■ **Reading passage**:
★ ★ ★ ★

The Aer device¶
The qiskit.aer
device provided by the PennyLane-Qiskit plugin allows you to use PennyLane
to deploy and run your quantum machine learning models on the backends and simulators provided
by Qiskit Aer.
You can instantiate a 'qiskit.aer'
device for PennyLane with:
import pennylane as qml
dev = qml.device('qiskit.aer', wires=2)
This device can then be used just like other devices for the definition and evaluation of QNodes within PennyLane. A simple quantum function that returns the expectation value of a measurement and depends on three classical input parameters would look like:
@qml.qnode(dev)
def circuit(x, y, z):
qml.RZ(z, wires=[0])
qml.RY(y, wires=[0])
qml.RX(x, wires=[0])
qml.CNOT(wires=[0, 1])
return qml.expval(qml.PauliZ(wires=1))
You can then execute the circuit like any other function to get the quantum mechanical expectation value.
circuit(0.2, 0.1, 0.3)
Backends¶
The default backend is the AerSimulator
. However, multiple other backends are also available.

★ ★ ★ ★

■ **Stored data**:
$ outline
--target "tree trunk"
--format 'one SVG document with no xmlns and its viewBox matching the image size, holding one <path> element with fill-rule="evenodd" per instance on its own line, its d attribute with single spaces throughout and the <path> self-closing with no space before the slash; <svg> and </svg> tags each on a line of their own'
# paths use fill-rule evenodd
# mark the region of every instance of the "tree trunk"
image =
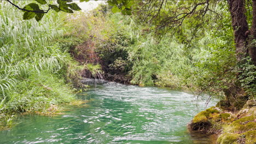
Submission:
<svg viewBox="0 0 256 144">
<path fill-rule="evenodd" d="M 237 62 L 240 62 L 247 53 L 247 35 L 246 33 L 248 27 L 245 15 L 245 1 L 228 0 L 228 3 L 236 43 L 236 58 Z"/>
<path fill-rule="evenodd" d="M 256 0 L 253 0 L 253 22 L 251 28 L 248 54 L 252 61 L 256 64 Z M 253 39 L 254 43 L 253 43 Z"/>
</svg>

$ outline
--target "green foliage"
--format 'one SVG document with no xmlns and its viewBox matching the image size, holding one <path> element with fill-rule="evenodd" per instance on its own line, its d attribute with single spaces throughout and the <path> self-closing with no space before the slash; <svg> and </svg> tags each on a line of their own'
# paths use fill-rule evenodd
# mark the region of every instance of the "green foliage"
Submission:
<svg viewBox="0 0 256 144">
<path fill-rule="evenodd" d="M 235 72 L 239 73 L 238 79 L 241 86 L 250 95 L 256 95 L 256 65 L 248 57 L 237 65 Z"/>
<path fill-rule="evenodd" d="M 66 82 L 76 70 L 69 68 L 77 64 L 65 47 L 68 45 L 53 42 L 64 34 L 63 15 L 49 14 L 40 22 L 21 21 L 22 14 L 1 3 L 0 113 L 45 111 L 73 99 Z"/>
</svg>

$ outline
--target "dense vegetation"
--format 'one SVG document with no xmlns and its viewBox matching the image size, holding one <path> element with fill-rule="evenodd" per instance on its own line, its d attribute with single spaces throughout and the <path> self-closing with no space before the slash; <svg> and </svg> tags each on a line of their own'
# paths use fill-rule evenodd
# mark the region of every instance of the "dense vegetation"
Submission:
<svg viewBox="0 0 256 144">
<path fill-rule="evenodd" d="M 223 97 L 238 82 L 247 94 L 255 95 L 255 65 L 250 59 L 242 64 L 237 63 L 230 17 L 225 2 L 222 4 L 216 10 L 222 19 L 209 13 L 207 21 L 195 26 L 196 18 L 192 17 L 178 31 L 155 31 L 139 22 L 139 15 L 113 14 L 109 7 L 102 5 L 80 23 L 79 27 L 86 28 L 83 33 L 90 37 L 83 49 L 80 46 L 74 51 L 79 53 L 77 57 L 84 56 L 80 60 L 101 64 L 109 80 Z M 84 16 L 79 17 L 78 22 Z M 218 22 L 213 23 L 216 20 Z M 89 49 L 92 54 L 88 55 Z M 238 73 L 241 74 L 237 76 Z"/>
<path fill-rule="evenodd" d="M 235 1 L 208 5 L 167 1 L 159 10 L 160 1 L 147 10 L 147 2 L 136 1 L 132 14 L 125 7 L 131 5 L 123 4 L 121 10 L 113 1 L 90 13 L 70 15 L 49 11 L 39 22 L 36 14 L 32 17 L 36 19 L 21 20 L 22 13 L 0 2 L 1 115 L 43 112 L 70 102 L 74 99 L 73 87 L 82 86 L 80 76 L 182 89 L 196 95 L 207 94 L 207 100 L 218 96 L 222 100 L 217 106 L 225 111 L 255 105 L 256 66 L 252 53 L 256 41 L 247 35 L 249 32 L 243 40 L 246 43 L 237 41 L 241 32 L 235 28 Z M 256 21 L 250 2 L 242 14 L 247 17 L 243 26 L 247 30 Z M 189 16 L 177 16 L 192 8 Z M 112 13 L 118 11 L 121 13 Z M 241 47 L 247 49 L 245 54 Z M 194 126 L 203 129 L 200 124 L 238 121 L 225 113 L 214 108 L 203 111 L 193 119 Z"/>
<path fill-rule="evenodd" d="M 79 41 L 65 36 L 65 15 L 53 12 L 40 22 L 24 21 L 9 3 L 0 4 L 1 116 L 43 112 L 73 100 L 70 83 L 79 67 L 68 50 Z"/>
</svg>

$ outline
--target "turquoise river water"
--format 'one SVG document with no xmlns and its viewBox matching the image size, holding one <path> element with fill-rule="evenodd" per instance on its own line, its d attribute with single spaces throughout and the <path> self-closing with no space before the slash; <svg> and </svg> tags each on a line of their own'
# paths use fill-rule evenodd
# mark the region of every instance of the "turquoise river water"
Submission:
<svg viewBox="0 0 256 144">
<path fill-rule="evenodd" d="M 188 132 L 186 125 L 205 108 L 205 100 L 199 100 L 197 107 L 192 94 L 108 82 L 77 97 L 90 101 L 67 106 L 64 114 L 56 116 L 19 116 L 17 125 L 0 131 L 0 143 L 212 142 L 211 136 Z"/>
</svg>

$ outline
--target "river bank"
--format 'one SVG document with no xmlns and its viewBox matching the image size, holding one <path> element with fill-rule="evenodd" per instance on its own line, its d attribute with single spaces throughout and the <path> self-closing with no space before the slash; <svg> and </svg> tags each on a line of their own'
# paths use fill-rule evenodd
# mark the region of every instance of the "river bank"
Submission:
<svg viewBox="0 0 256 144">
<path fill-rule="evenodd" d="M 0 131 L 0 136 L 4 137 L 1 142 L 193 144 L 212 141 L 207 135 L 190 135 L 187 131 L 187 123 L 205 107 L 201 99 L 197 107 L 190 94 L 168 88 L 107 82 L 93 85 L 77 97 L 90 101 L 79 106 L 67 105 L 63 114 L 53 117 L 27 114 L 17 117 L 16 127 Z M 207 107 L 216 103 L 210 103 Z"/>
<path fill-rule="evenodd" d="M 212 107 L 196 115 L 188 124 L 191 131 L 217 135 L 217 143 L 254 144 L 256 143 L 256 106 L 247 102 L 239 111 L 223 110 Z"/>
</svg>

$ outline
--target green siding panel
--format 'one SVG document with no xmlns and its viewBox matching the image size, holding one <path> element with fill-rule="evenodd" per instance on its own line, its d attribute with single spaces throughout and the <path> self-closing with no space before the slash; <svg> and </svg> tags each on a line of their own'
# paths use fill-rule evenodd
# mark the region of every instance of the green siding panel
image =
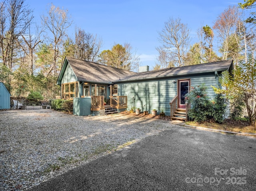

★ ★ ★ ★

■ **Problem set**:
• 1. From the Aer device page above, list every gate that the circuit function applies before its return statement, in the order it applies them.
• 2. Go on with the Aer device page from where it stops.

■ **Responses to the exercise**:
• 1. qml.RZ, qml.RY, qml.RX, qml.CNOT

• 2.
To get a current overview what backends are available you can query
dev.capabilities()['backend']
or, alternatively,
from qiskit import Aer
Aer.backends()
Note
Currently, PennyLane does not support the 'pulse_simulator'
backend.
You can change a 'qiskit.aer'
device’s backend with the backend
argument when creating the device
:
dev = qml.device('qiskit.aer', wires=2, backend='aer_simulator_statevector')
Backend Methods and Options¶
This AerSimulator
backend has several available methods, which
can be passed via the method
keyword argument. For example
'automatic'
, 'statevector'
, and 'unitary'
.
dev = qml.device("qiskit.aer", wires=2, method="automatic")
Each of these methods can take different run options, for example to specify the numerical precision of the simulation.
The options are set via additional keyword arguments:
dev = qml.device(
'qiskit.aer',
wires=2,
backend='unitary_simulator',
validation_threshold=1e-6
)
For more information on available methods and their options, please visit the AerSimulator documentation.
Warning
The AerSimulator
methods "stabilizer"
, "extended_stabilizer"
, "matrix_product_state"
,
and "superop"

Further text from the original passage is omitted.